TRECHO PARA LEITURA>
A vida corrida com barreiras da própria condição humana identifica comportamentos que se sabe como começam e ignora-se como terminam. Alguém já disse que quando não se sabe ficar em silêncio pela simples falta de razão para falar, não saberá como se expressar. O adjetivo engraçado distanciou-se do significado da sua forma substantivada engraçadinho. Mesmo fato pode ser bem apreciado como engraçado e pode fulminar quem conta como um desagradável rótulo de engraçadinho. Inimizades acontecem a reboque de perco o amigo mas não perco a piada. Para refrear a vontade, contribui pensar nas girafas. Elas são mudas. Pode significar um recado da natureza para inconveniências do alto-falante. Engraçado ou engraçadinho?
Tem razão André Comte-Sponville (nascido em 1952) quando nos ensina que a ironia é uma arma, um riso que zomba, que se volta contra o eu e permanece exterior e nefasto, ou seja ironia não é uma brincadeira, ela fere e é humilhante, ao contrário do humor que cura, liberta e é humilde. Há o uso de uma linguagem de oposição depreciativa. No caso da reportagem, motivado pelas lacunas de conhecimento do idioma pátrio – que não é doença catalogada no CID, portanto longe do interesse da Medicina – de um paciente que certamente não procurou o hospital pelo desejo de ter aulas de português. Erros de português podem não prejudicar a eficiência da comunicação, o médico por exemplo pode decodificar, entretanto, assim como não deve ser elogiado, não deve ser repetido com sarcasmo.

EXERCÍCIOS PROPOSTOS>
[a] Repita do trecho sobre humor e ironia a passagem de "A vida corrida" a "Engraçado ou engraçadinho?".
[b] Reescreva em forma de lista, de modo mais breve, o parágrafo do trecho sobre humor e ironia que começa com "Tem razão André Comte-Sponville", mantendo seus fatos principais.

LISTAGEM DE DADOS>
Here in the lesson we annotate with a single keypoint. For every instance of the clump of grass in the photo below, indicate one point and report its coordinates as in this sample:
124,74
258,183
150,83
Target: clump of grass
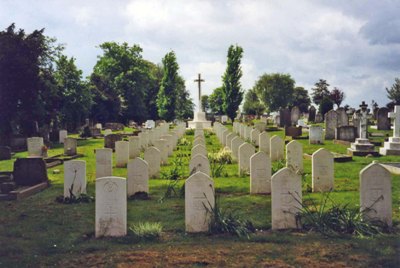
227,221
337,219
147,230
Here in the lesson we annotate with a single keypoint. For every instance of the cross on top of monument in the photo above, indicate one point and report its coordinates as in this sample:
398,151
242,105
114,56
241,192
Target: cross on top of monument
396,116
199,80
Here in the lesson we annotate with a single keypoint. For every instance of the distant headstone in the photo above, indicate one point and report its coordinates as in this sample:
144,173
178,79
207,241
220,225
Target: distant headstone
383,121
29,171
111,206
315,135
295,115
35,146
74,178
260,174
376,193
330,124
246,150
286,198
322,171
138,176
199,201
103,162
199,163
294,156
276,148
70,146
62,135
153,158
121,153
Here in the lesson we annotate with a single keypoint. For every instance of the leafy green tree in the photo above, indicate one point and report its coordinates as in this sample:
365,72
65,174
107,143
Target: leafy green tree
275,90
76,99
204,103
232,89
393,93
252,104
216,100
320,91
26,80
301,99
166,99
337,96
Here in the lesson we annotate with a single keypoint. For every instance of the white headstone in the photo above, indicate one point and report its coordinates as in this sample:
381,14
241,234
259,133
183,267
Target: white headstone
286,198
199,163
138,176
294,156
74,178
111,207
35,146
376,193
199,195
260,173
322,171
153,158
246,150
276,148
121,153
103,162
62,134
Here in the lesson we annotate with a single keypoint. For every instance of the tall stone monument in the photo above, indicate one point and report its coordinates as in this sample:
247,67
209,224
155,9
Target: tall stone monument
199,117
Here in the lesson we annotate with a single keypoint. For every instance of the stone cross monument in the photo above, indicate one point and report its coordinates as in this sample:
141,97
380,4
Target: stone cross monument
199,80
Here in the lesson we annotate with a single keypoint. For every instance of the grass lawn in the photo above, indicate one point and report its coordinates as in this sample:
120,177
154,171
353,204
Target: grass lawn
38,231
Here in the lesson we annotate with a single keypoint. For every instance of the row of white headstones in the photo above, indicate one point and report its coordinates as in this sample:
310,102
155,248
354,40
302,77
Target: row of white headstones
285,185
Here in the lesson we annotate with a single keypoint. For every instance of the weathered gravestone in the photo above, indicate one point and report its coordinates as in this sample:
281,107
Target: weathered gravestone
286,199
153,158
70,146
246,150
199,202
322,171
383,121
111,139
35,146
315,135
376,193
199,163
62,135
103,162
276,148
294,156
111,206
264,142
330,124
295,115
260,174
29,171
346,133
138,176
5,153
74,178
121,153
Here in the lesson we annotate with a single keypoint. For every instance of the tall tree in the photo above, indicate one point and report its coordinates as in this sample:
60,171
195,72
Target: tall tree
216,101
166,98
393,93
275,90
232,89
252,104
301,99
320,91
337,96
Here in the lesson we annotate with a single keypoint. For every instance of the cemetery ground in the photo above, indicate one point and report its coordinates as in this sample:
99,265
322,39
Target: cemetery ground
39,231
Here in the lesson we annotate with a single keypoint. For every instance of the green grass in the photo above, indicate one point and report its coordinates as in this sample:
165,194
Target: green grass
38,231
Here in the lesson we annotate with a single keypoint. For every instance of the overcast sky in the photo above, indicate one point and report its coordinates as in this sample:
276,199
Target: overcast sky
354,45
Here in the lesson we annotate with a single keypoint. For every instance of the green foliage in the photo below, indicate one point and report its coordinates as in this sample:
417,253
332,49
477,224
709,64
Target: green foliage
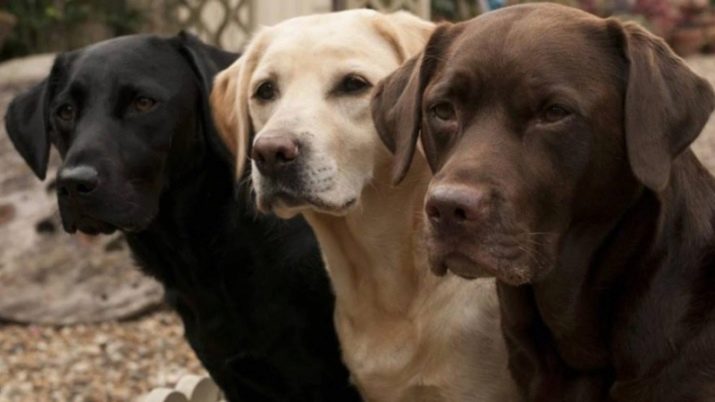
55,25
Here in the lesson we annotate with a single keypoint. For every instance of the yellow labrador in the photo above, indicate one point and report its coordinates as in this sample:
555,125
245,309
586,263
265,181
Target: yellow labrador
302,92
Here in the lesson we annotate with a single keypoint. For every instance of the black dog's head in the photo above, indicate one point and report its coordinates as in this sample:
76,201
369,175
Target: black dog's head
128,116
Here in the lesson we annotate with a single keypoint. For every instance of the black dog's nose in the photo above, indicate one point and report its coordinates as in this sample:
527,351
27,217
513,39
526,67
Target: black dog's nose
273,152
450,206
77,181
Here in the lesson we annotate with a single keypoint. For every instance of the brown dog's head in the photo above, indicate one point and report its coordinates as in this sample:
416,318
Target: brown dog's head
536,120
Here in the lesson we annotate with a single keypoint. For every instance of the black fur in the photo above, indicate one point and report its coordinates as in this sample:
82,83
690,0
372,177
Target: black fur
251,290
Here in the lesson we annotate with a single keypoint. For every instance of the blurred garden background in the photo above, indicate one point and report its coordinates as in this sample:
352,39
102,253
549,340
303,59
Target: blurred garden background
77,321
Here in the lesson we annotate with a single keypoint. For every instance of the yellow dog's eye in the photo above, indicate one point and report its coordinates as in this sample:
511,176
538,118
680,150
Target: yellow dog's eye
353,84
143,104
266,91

RESPOSTAS POR ITEM>
[a]
A vida corrida com barreiras da própria condição humana identifica comportamentos que se sabe como começam e ignora-se como terminam. Alguém já disse que quando não se sabe ficar em silêncio pela simples falta de razão para falar, não saberá como se expressar. O adjetivo engraçado distanciou-se do significado da sua forma substantivada engraçadinho. Mesmo fato pode ser bem apreciado como engraçado e pode fulminar quem conta como um desagradável rótulo de engraçadinho. Inimizades acontecem a reboque de perco o amigo mas não perco a piada. Para refrear a vontade, contribui pensar nas girafas. Elas são mudas. Pode significar um recado da natureza para inconveniências do alto-falante. Engraçado ou engraçadinho?

[b]
- Segundo André Comte-Sponville (nascido em 1952), a ironia é uma arma: um riso que zomba, fere e humilha.
- O humor, ao contrário, cura, liberta e é humilde.
- A ironia usa uma linguagem de oposição depreciativa.
- Na reportagem, essa ironia foi motivada pelas lacunas de um paciente no conhecimento do português, o que não é doença do CID nem interessa à Medicina.
- O paciente não procurou o hospital para ter aulas de português.
- Erros de português podem não prejudicar a comunicação, e o médico pode decodificá-los.
- Esses erros não devem ser elogiados nem repetidos com sarcasmo.